(Point annotation entries)
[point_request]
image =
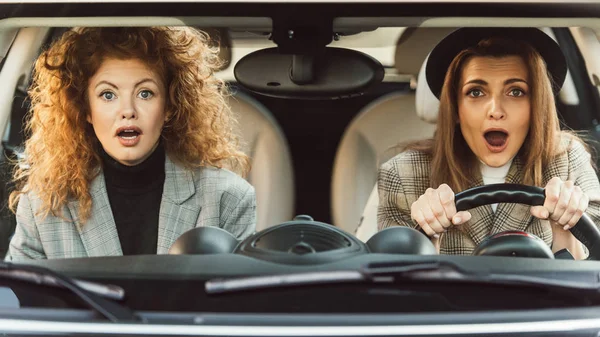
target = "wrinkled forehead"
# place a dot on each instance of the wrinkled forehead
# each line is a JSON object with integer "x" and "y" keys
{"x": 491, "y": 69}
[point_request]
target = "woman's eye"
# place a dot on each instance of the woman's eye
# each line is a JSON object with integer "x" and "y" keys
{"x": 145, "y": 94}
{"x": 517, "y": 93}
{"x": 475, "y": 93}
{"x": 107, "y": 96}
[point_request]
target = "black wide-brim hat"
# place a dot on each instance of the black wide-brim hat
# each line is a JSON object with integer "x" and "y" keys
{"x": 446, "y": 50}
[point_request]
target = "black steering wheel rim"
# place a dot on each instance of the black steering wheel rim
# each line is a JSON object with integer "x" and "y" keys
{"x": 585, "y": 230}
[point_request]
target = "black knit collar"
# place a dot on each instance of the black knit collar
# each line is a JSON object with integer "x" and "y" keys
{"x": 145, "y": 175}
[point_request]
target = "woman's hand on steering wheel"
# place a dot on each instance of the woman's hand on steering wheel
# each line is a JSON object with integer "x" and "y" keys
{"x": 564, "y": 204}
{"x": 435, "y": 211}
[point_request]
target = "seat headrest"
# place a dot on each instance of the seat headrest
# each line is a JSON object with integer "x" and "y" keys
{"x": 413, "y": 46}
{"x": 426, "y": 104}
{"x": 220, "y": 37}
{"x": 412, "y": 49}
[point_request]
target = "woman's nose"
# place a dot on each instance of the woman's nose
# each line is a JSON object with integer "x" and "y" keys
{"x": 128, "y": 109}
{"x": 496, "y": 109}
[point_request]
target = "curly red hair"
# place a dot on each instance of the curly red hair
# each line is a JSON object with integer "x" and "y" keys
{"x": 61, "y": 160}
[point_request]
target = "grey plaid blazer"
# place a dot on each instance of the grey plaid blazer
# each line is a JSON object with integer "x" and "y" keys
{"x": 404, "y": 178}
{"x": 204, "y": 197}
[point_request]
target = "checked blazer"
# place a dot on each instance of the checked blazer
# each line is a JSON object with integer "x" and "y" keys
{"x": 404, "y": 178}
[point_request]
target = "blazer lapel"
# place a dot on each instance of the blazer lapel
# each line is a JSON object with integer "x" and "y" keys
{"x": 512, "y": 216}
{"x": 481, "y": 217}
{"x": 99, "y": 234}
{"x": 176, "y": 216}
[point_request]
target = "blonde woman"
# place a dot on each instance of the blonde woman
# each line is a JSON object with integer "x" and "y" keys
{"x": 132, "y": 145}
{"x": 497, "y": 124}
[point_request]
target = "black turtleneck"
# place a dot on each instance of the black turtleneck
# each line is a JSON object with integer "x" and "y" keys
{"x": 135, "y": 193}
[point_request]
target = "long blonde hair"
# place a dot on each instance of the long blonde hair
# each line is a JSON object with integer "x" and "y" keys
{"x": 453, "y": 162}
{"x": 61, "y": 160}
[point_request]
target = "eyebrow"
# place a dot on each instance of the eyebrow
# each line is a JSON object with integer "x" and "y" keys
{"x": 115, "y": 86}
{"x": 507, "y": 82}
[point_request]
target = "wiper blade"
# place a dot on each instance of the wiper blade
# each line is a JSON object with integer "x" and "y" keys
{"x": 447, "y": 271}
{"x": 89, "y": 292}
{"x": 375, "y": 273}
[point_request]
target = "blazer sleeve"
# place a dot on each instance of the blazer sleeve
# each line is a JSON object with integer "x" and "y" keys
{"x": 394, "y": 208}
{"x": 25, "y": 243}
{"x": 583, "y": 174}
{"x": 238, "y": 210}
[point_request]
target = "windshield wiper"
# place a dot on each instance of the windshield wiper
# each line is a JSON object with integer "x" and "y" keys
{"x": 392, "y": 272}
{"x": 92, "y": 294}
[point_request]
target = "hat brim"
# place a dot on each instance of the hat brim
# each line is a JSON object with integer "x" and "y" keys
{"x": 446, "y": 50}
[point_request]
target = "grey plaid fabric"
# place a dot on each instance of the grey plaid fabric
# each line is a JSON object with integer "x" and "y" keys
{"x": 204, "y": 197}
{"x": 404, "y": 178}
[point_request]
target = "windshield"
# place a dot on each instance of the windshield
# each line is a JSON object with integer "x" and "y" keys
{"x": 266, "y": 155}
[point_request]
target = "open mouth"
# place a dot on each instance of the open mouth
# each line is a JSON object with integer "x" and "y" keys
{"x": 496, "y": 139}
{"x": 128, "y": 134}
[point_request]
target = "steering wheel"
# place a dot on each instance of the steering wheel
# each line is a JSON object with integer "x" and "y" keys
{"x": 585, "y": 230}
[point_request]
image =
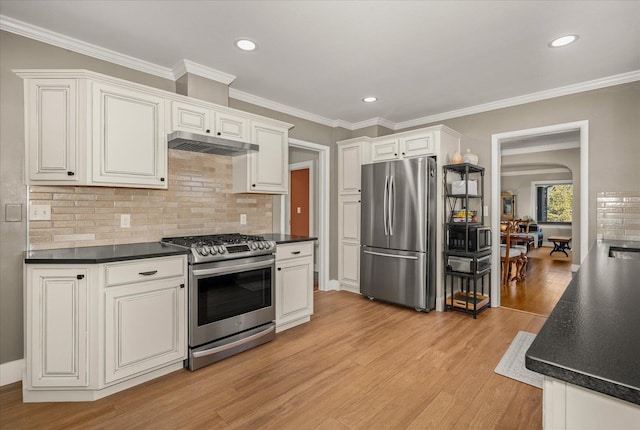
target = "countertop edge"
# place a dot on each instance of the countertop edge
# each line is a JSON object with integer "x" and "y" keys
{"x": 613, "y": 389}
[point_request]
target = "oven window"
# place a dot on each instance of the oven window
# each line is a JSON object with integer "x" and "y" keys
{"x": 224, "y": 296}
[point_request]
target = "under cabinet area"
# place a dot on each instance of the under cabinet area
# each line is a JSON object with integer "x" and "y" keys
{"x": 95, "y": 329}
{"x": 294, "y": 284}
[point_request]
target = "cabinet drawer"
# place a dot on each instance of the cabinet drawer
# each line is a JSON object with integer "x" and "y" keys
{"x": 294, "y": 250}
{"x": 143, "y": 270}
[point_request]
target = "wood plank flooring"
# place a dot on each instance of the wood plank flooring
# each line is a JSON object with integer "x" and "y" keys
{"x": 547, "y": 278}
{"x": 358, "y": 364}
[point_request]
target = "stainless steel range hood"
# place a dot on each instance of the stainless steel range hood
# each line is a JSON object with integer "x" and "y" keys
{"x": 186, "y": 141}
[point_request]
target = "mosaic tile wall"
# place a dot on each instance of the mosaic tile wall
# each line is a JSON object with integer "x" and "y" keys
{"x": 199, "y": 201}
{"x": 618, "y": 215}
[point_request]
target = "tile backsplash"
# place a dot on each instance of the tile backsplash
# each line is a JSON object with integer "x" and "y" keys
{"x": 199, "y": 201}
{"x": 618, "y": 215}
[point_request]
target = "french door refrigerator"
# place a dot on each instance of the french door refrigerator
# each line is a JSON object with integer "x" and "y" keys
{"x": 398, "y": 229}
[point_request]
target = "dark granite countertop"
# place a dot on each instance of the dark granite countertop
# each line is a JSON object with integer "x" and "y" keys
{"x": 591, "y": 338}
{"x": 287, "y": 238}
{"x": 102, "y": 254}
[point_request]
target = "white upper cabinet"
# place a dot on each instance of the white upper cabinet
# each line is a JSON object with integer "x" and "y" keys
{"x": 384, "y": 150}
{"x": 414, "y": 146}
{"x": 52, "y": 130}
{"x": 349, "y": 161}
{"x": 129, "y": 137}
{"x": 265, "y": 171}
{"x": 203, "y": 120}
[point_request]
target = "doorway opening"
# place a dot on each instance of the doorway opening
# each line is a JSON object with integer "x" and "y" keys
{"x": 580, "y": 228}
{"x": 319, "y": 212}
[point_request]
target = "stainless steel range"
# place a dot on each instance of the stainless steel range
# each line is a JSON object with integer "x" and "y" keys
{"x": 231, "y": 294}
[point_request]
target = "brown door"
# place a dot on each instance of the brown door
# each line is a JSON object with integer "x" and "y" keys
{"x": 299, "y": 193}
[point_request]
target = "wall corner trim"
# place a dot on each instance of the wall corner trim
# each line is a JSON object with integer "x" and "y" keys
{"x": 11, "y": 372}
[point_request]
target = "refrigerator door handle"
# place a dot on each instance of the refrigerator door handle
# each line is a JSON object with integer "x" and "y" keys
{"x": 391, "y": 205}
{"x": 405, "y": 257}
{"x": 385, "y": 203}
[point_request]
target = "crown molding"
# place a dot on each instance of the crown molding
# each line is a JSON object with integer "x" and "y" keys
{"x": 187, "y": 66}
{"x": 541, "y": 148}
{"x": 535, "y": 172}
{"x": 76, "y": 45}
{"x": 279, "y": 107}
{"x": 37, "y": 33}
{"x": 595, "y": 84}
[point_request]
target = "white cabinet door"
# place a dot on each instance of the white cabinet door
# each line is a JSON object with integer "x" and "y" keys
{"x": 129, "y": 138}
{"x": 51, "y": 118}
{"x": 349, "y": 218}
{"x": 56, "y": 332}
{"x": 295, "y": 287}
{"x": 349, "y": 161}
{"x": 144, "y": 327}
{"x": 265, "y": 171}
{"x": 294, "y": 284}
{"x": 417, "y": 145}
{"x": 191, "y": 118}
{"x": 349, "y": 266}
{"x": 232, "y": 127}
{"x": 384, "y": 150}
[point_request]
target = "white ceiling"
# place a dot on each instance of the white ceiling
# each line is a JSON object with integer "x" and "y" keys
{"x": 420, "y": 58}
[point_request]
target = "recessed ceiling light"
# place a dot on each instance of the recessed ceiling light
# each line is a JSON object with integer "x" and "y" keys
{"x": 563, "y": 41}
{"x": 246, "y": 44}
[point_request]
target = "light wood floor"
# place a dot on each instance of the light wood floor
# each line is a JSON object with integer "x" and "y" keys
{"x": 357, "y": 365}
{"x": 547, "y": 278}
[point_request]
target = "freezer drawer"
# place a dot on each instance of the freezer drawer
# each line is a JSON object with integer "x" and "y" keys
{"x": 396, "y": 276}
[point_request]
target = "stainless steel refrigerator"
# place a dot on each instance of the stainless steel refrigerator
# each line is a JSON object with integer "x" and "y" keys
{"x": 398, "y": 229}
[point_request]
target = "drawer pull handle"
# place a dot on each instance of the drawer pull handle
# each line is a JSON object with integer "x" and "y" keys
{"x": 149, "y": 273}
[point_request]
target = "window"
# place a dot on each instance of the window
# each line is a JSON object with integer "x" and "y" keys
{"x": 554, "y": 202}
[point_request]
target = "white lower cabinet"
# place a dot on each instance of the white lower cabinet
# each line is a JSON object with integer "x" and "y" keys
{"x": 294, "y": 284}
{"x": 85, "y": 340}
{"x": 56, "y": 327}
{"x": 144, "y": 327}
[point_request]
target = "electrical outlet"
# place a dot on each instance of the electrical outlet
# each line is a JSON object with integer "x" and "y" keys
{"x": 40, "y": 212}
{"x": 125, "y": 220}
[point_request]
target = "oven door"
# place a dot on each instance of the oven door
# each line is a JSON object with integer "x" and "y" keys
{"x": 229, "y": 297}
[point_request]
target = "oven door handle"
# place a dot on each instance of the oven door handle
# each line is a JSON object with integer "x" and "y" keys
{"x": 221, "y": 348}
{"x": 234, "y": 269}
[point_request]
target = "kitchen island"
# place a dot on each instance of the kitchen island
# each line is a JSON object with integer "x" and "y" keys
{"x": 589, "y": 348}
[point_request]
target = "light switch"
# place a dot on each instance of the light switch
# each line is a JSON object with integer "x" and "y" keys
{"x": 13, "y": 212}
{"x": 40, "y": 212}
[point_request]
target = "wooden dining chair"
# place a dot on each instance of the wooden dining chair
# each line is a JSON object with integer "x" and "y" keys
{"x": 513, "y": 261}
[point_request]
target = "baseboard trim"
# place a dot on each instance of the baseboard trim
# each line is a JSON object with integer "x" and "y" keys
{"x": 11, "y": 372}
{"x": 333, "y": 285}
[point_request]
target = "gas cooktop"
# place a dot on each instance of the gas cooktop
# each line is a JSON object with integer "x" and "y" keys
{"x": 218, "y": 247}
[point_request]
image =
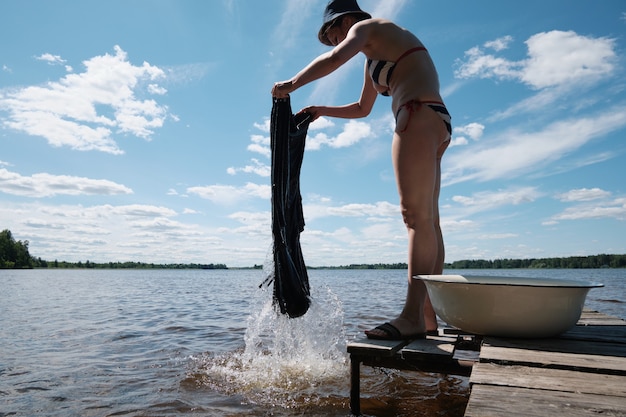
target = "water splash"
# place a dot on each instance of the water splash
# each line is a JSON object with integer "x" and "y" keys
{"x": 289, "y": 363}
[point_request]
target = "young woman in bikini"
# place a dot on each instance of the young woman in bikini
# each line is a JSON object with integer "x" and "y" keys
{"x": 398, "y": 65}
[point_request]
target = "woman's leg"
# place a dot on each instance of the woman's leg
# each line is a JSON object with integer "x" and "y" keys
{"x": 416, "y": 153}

[YOUR OBJECTIVE] Count the lines in the entries above that contain the word "freezer". Give only the number.

[EXERCISE RESULT] 2